Prompt:
Copy out the listing below line for line, changing nothing.

>> Start Data supplied

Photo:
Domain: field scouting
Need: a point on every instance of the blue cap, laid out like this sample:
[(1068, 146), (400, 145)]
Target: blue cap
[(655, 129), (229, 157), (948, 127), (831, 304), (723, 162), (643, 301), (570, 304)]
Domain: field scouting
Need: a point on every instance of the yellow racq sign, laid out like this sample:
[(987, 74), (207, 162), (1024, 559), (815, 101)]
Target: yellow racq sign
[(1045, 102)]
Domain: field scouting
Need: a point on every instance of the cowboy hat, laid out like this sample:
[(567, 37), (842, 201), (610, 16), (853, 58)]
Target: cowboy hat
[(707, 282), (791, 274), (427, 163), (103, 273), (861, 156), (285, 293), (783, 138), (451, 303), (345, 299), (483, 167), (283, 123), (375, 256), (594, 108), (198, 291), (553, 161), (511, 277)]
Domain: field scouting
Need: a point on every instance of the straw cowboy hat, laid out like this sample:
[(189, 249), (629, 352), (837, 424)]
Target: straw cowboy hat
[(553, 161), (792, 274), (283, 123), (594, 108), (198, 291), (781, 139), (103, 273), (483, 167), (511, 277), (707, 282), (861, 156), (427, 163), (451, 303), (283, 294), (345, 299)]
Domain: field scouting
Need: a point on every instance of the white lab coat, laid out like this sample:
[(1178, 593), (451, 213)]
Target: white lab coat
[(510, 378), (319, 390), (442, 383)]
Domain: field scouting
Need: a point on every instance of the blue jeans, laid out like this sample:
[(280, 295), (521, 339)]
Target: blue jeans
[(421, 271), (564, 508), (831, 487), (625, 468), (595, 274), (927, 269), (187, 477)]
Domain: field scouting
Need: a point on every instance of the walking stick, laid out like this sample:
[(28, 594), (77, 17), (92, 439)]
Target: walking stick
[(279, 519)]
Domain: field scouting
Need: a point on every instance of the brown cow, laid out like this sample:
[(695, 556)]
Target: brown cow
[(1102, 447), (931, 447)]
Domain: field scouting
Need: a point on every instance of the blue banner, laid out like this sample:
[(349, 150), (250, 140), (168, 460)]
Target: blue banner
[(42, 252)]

>> End Data supplied

Expected answer:
Photo:
Domain: field scouting
Need: a point on every instance of the blue cap, laid out like this sample:
[(1068, 146), (400, 145)]
Target: blue cap
[(655, 129), (229, 157), (948, 127), (831, 304), (723, 162), (643, 301), (570, 304)]
Domain: field scouting
Need: a point on every instance of the yellow racq sign, laid out like this sample:
[(987, 74), (207, 162), (1024, 559), (815, 101)]
Target: yellow racq sign
[(1045, 102)]
Domain: field scouting
Need: a point on every instance of the cowboy hat, laid out like this sample:
[(567, 37), (842, 201), (610, 16), (853, 58)]
Target: cowboy hat
[(707, 282), (791, 274), (427, 163), (103, 273), (861, 156), (285, 293), (783, 138), (451, 303), (345, 299), (483, 167), (283, 123), (375, 256), (594, 108), (198, 291), (553, 161), (511, 277)]
Domain: field scouting
Need: a point on every instance of the straw cowboy hat, laid out like this sample:
[(189, 249), (629, 352), (837, 424)]
Target: straw cowboy hat
[(553, 161), (792, 274), (283, 123), (594, 108), (198, 291), (781, 139), (103, 273), (483, 167), (511, 277), (707, 282), (861, 156), (427, 163), (451, 303), (283, 294), (345, 299)]
Domain: field scouting
Need: a point on every instance of the white lab coat, laid out like this sample:
[(1178, 593), (451, 213)]
Target: white lab coat
[(510, 378), (319, 390), (442, 383)]
Domain: field scouting
Need: a point on every instance of the blue jeans, laid out like this sample:
[(280, 295), (521, 339)]
Target: blue jeans
[(421, 271), (564, 508), (831, 487), (625, 468), (595, 274), (927, 269), (187, 477)]
Domain: field scouting
Need: a point on every instance of the walking stick, laid out like this sample:
[(28, 594), (77, 17), (92, 439)]
Target: walking stick
[(279, 519)]
Domain: field scouting
Need: a point on every instance of the brown cow, laid out like this sample:
[(695, 556)]
Target: brown cow
[(1102, 447), (931, 447)]
Domain: field scouting
Need: a point on every instance of the blue banner, laid out like this sample:
[(349, 150), (250, 140), (168, 460)]
Target: blue banner
[(42, 252)]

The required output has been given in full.